→ **TASK BRIEF**
Can you recast the items as a two-column CSV with the columns item_text and answer, starting at the line that has "Target: bird" and stopping after the line that has "[[[0,179],[243,179],[243,2],[1,0]],[[129,92],[115,63],[203,74]]]"? Give one row per item, with its text and its answer each in a single quoted field and line breaks turned into spaces.

→ **DATA EXCERPTS**
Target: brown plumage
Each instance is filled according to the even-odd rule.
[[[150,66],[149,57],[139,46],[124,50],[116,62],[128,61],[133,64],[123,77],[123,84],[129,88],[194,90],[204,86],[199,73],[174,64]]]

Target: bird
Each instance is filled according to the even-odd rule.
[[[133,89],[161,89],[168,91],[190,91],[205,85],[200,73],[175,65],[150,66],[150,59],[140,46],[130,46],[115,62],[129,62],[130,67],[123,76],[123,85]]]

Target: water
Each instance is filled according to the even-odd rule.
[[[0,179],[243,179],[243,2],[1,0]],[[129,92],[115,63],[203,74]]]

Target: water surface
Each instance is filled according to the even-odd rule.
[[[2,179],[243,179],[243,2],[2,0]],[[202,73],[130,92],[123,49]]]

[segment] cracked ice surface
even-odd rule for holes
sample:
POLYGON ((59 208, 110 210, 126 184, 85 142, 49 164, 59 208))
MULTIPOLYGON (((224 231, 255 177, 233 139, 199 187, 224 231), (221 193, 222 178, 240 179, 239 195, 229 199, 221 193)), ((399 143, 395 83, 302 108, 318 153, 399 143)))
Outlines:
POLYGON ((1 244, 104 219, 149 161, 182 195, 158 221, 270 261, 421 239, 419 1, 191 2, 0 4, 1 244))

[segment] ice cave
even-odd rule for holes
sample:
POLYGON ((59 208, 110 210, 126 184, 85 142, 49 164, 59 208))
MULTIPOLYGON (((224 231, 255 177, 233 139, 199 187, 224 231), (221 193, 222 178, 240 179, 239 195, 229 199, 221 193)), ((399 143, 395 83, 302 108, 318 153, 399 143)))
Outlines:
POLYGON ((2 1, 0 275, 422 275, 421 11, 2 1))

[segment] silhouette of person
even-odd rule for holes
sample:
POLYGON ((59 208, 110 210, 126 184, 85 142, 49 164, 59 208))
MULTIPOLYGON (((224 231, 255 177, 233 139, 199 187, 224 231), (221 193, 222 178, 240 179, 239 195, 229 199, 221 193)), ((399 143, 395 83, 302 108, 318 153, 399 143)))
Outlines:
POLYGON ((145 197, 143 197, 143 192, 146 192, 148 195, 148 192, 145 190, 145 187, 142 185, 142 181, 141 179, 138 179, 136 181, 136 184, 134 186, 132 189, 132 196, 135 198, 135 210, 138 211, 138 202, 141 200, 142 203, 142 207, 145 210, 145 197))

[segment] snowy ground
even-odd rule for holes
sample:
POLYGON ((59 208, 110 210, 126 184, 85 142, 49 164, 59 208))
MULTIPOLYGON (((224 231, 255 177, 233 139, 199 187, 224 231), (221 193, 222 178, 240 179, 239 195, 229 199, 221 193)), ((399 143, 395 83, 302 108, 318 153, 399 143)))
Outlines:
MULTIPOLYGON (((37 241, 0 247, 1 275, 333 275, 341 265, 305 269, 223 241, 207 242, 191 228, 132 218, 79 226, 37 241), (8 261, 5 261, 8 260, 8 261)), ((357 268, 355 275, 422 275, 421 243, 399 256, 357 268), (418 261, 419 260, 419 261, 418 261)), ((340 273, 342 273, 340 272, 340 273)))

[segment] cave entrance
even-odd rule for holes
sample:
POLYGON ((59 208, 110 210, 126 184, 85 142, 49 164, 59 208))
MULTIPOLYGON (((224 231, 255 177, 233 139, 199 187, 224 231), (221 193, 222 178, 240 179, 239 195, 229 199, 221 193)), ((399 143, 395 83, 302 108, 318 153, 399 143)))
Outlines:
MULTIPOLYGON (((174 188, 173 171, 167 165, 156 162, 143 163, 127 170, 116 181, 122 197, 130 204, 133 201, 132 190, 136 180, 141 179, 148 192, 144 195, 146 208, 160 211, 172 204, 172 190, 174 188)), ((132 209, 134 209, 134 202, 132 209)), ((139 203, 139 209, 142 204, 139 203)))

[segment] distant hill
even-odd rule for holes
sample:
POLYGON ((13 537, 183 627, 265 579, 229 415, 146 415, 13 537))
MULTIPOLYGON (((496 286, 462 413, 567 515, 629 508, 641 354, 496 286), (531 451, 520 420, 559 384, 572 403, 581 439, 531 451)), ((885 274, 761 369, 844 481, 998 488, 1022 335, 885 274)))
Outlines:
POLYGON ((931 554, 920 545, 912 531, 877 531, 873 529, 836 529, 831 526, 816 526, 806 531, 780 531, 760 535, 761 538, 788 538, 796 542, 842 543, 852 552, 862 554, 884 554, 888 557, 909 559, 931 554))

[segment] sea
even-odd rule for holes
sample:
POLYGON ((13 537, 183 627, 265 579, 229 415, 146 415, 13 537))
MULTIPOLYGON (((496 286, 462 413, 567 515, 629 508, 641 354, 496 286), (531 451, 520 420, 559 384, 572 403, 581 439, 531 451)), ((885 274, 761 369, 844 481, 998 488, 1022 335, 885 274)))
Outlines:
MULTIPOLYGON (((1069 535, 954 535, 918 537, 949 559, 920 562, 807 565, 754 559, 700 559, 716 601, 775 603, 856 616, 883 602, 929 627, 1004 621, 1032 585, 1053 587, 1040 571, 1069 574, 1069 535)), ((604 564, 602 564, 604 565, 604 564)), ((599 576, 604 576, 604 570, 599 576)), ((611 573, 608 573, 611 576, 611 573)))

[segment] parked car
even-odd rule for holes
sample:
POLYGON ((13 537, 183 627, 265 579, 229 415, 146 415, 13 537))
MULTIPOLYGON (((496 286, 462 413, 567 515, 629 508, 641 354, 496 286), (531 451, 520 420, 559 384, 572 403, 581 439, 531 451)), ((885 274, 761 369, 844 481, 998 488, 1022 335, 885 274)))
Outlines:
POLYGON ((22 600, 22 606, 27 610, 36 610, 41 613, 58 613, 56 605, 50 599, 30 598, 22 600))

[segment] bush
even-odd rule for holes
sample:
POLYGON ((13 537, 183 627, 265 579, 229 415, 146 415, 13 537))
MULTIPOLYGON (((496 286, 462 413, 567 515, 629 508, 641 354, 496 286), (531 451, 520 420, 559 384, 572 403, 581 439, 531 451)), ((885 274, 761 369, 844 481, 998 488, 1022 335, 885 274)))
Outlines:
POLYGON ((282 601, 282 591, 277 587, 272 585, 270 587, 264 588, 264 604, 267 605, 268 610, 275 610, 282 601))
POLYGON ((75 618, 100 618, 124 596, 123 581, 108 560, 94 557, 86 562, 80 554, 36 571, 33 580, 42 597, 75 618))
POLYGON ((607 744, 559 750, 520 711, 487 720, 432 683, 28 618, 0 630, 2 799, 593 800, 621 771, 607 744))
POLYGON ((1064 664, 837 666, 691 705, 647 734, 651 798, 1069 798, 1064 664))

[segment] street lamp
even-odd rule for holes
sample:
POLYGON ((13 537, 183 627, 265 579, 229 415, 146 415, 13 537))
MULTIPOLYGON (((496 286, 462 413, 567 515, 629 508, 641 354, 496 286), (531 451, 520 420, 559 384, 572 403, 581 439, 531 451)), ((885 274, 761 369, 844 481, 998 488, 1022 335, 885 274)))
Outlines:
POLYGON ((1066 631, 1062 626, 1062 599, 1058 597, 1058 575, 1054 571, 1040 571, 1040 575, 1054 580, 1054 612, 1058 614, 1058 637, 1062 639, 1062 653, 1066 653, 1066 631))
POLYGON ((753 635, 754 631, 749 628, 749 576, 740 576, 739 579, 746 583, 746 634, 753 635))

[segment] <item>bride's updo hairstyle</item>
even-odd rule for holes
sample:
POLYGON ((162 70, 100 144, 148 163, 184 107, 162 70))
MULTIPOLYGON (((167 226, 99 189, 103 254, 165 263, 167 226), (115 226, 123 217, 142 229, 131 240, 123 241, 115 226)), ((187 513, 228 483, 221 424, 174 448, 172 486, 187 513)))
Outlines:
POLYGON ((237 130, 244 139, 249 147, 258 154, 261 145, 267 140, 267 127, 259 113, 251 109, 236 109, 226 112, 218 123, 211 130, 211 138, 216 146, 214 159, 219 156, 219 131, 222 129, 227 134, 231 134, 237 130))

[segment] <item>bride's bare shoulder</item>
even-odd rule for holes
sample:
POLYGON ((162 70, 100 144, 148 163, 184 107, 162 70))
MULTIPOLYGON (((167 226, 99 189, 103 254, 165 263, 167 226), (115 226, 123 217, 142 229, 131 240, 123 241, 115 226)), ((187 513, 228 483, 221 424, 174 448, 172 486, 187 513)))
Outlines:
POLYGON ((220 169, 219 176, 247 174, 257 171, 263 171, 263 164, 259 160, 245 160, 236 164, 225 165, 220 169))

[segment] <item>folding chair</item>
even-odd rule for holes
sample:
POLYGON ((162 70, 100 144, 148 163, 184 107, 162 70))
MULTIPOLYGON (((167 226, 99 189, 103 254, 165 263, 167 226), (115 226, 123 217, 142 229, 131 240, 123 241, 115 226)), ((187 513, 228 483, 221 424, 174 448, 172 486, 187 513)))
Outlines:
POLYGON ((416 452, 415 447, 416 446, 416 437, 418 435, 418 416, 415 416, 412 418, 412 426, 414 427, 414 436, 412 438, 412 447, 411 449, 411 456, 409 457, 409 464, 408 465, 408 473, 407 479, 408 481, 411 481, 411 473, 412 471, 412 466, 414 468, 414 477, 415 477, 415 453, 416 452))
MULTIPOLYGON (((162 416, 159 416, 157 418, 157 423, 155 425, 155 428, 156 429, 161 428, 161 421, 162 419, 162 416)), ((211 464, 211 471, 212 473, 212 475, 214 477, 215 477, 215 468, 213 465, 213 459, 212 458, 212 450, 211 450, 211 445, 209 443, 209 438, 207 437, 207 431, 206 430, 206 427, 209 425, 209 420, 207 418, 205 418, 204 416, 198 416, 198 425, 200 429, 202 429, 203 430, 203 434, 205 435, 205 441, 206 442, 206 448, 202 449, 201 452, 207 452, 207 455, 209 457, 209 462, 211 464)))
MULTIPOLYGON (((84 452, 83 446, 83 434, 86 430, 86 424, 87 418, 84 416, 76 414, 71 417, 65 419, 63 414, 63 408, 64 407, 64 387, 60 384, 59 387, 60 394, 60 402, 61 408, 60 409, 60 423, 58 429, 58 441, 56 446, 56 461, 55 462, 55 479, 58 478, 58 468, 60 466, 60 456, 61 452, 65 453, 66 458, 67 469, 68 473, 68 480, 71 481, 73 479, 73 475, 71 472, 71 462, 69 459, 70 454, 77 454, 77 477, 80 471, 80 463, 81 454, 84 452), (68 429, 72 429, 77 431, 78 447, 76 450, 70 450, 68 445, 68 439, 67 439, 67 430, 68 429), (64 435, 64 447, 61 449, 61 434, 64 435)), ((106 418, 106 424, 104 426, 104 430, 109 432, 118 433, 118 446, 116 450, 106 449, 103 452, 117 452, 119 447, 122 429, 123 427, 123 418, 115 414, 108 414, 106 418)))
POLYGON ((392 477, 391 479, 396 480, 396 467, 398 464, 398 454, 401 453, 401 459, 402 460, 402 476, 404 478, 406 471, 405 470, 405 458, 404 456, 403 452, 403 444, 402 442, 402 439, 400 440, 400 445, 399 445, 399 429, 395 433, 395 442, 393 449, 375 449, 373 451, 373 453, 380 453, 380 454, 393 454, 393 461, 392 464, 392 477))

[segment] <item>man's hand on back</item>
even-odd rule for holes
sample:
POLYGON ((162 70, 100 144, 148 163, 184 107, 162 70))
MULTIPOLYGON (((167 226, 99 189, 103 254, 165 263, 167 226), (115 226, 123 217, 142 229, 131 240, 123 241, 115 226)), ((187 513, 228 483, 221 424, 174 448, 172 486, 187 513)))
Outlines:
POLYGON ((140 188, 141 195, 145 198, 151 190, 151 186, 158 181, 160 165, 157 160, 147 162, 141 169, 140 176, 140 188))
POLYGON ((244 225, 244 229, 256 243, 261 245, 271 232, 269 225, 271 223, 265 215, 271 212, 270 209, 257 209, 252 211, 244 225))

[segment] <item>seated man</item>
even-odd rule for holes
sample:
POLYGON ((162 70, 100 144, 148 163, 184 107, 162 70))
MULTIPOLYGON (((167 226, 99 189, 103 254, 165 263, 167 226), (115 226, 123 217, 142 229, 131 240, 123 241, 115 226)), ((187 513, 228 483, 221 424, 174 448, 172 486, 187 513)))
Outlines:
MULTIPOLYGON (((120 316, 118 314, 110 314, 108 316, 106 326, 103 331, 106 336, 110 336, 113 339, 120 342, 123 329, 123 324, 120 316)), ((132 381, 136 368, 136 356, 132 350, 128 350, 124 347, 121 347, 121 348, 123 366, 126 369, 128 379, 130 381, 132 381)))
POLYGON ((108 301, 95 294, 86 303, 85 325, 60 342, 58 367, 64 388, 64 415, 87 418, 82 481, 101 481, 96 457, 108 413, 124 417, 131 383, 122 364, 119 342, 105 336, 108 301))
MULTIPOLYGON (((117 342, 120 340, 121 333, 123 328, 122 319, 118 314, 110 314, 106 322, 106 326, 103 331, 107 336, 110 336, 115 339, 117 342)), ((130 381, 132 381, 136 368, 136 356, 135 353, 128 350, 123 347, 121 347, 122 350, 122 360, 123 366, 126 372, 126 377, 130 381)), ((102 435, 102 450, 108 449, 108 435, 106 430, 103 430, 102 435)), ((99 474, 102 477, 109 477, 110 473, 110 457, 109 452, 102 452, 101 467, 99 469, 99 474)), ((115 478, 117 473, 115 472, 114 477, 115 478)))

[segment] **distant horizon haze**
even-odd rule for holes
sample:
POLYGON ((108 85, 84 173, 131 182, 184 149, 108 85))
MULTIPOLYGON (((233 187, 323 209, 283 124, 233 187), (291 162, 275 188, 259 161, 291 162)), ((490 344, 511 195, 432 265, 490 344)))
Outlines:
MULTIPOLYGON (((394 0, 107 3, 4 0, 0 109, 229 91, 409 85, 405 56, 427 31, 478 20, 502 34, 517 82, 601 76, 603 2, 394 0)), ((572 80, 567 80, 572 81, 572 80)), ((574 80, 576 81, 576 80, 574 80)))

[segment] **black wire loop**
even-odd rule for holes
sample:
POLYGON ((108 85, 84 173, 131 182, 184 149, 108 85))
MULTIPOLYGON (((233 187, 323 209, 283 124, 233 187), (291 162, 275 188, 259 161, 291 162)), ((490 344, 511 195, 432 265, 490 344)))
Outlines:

→ **EXERCISE ANSWER**
item_text,answer
"Target: bird Each instance is filled according to the even-odd rule.","[[[133,89],[161,89],[168,91],[190,91],[205,85],[200,73],[175,65],[150,66],[150,59],[140,46],[130,46],[115,62],[129,62],[130,67],[123,76],[123,85]]]"
"Target: water Each instance is filled according to the even-odd rule.","[[[0,179],[243,179],[243,2],[1,0]],[[129,92],[115,63],[203,74]]]"